[WORK ORDER]
Copy, word for word, the lines of the entries below between the one with "[locate] eyeglasses (give" and the one with "[locate] smartphone (give", inclusive, and leave out everything else.

[DATA EXTRACT]

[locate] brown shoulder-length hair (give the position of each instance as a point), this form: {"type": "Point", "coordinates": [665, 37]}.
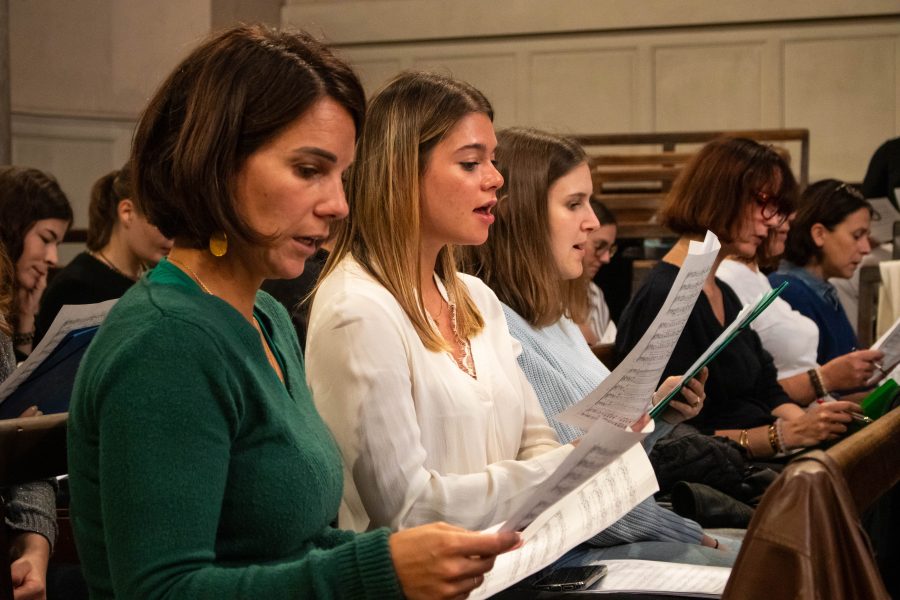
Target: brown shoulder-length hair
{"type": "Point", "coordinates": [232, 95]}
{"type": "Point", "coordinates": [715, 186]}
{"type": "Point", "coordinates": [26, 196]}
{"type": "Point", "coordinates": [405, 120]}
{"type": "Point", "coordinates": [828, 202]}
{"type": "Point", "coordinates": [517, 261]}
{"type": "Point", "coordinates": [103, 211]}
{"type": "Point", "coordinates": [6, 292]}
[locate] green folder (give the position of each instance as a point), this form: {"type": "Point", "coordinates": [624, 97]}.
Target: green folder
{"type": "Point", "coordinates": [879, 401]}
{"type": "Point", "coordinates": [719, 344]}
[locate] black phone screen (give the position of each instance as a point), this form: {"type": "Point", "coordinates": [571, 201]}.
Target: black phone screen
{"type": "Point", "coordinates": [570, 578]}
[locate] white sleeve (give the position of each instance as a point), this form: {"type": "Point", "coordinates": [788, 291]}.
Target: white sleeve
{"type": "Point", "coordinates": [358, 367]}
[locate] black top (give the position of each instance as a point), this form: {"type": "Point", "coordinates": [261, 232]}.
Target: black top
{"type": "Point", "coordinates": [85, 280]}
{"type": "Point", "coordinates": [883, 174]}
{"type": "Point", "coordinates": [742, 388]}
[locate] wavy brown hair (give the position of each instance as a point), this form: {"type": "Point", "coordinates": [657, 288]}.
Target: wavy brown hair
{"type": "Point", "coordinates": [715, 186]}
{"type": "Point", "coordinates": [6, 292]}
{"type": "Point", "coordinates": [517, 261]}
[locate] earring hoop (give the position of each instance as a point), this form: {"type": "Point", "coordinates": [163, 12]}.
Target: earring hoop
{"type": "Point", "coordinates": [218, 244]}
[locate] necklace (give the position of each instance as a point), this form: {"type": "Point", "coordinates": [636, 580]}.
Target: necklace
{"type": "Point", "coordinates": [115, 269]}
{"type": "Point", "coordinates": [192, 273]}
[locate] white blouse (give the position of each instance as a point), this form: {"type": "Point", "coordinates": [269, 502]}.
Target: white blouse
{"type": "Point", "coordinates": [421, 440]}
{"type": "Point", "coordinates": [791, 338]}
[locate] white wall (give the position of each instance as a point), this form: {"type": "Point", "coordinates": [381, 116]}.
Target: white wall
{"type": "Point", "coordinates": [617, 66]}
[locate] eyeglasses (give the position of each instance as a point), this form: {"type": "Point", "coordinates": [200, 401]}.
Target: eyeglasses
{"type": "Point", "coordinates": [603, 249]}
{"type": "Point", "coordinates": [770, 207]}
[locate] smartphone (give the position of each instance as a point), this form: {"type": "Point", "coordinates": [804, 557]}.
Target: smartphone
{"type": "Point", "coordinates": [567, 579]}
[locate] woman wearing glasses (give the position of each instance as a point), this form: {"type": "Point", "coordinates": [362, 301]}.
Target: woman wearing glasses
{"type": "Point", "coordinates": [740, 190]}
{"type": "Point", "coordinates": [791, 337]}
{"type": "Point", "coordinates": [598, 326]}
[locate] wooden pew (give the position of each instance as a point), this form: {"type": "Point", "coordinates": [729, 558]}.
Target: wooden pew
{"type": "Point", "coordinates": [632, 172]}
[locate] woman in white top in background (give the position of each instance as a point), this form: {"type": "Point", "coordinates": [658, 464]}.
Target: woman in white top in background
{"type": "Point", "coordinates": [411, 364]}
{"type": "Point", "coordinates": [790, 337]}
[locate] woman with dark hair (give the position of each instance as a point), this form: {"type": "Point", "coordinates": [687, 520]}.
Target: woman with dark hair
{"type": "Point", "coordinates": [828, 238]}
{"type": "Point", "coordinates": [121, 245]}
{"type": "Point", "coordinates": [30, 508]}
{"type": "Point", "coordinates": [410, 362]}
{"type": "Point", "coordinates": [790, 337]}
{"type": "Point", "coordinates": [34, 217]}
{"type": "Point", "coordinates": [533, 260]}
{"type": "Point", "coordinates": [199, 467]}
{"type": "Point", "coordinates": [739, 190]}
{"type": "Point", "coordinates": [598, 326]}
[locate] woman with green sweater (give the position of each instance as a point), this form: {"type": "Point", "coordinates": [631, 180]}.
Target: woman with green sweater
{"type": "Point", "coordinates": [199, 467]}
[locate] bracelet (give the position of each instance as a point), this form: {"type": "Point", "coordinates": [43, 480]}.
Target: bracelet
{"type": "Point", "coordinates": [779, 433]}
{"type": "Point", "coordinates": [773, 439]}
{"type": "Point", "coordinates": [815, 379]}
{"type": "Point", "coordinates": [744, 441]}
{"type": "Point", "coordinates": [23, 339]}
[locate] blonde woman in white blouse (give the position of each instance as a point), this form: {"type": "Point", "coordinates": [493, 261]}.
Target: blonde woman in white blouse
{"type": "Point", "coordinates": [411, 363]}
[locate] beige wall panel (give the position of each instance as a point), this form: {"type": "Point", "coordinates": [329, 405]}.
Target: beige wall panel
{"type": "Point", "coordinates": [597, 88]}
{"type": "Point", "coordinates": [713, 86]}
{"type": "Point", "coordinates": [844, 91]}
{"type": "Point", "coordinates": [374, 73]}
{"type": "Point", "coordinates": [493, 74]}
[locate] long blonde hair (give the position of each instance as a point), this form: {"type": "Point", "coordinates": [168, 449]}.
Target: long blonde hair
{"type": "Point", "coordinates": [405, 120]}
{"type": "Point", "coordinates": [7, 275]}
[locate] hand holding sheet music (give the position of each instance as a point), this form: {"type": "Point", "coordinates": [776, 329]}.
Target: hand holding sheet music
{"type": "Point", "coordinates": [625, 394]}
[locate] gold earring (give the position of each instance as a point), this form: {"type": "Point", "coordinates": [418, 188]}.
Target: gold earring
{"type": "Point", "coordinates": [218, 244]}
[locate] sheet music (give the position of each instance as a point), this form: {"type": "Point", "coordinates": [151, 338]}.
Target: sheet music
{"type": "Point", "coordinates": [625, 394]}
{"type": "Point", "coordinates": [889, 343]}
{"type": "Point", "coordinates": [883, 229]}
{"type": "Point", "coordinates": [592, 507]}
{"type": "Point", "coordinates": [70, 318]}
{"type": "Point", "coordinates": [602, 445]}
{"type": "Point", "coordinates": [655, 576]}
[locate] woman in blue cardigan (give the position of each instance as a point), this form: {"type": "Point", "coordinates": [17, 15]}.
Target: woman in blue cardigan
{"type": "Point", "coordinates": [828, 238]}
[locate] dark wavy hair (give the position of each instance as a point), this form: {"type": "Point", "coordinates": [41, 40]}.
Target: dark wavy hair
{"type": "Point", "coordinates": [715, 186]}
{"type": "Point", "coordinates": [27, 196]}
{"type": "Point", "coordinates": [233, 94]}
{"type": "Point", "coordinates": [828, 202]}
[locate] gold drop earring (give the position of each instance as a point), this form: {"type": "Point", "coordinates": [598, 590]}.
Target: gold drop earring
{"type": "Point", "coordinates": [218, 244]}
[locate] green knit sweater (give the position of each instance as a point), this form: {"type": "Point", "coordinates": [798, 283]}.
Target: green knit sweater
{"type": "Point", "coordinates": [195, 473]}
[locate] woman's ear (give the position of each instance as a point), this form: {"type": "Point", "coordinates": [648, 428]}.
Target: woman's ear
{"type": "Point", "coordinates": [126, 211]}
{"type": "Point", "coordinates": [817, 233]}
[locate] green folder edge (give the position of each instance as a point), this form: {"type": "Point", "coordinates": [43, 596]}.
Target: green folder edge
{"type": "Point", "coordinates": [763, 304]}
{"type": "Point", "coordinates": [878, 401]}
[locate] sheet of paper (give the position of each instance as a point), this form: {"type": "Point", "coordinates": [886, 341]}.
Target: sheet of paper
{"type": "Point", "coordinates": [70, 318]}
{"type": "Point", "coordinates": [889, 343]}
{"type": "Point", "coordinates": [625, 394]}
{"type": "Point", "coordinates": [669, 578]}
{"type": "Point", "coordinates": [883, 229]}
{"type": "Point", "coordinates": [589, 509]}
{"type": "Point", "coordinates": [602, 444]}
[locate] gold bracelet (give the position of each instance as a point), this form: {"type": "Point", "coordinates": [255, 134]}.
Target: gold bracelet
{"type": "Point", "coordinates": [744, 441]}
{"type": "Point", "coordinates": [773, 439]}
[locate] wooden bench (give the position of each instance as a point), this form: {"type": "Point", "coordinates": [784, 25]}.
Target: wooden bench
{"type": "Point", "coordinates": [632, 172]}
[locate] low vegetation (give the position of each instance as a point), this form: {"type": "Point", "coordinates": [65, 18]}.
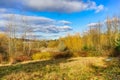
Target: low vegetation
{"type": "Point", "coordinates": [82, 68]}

[RESPONSE BOX]
[locate] eyeglasses (give the position of each instance as a point), this form: {"type": "Point", "coordinates": [200, 401]}.
Target: eyeglasses
{"type": "Point", "coordinates": [603, 249]}
{"type": "Point", "coordinates": [770, 207]}
[locate] smartphone (give the position of each instance as a point), this form: {"type": "Point", "coordinates": [804, 557]}.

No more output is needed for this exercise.